TASK TO COMPLETE » Omit the pictures found among the records and print everything else exactly as it stands.

THE DATA »
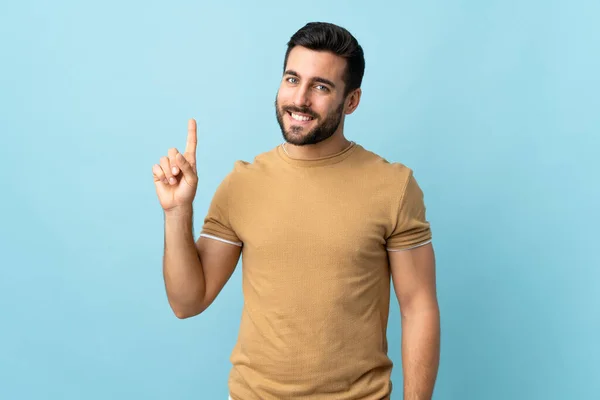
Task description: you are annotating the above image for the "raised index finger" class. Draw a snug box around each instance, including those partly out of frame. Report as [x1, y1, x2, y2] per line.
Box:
[184, 118, 197, 162]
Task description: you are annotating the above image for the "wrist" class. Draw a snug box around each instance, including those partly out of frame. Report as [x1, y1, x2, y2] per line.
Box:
[164, 204, 193, 219]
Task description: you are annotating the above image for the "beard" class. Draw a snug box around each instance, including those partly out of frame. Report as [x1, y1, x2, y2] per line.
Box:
[275, 96, 345, 146]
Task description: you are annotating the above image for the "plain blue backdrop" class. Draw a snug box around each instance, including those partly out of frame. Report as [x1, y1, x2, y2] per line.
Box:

RESPONSE BELOW »
Task description: you are annotating the above image for the "raised index finger" class. Draw a snug box around each instance, including those partly out of frame. Report as [x1, y1, x2, y2] per line.
Box:
[184, 118, 197, 162]
Task description: you are annotating the above image for the "wrist" class. Draw a snug box around each instance, including those partly out of frame. Report as [x1, y1, x2, y2] per line.
Box:
[164, 204, 193, 219]
Task description: you are annotating the above image for the "beard" class. Draw a snug box around each instance, including those partly out of frame. Report as [x1, y1, x2, y2] per line.
Box:
[275, 96, 345, 146]
Task description: you are annotating the above image for the "plain blue backdrop" class. Draw a snug box around each instance, including those partly out of frame. Report as [x1, y1, x2, y2] per line.
Box:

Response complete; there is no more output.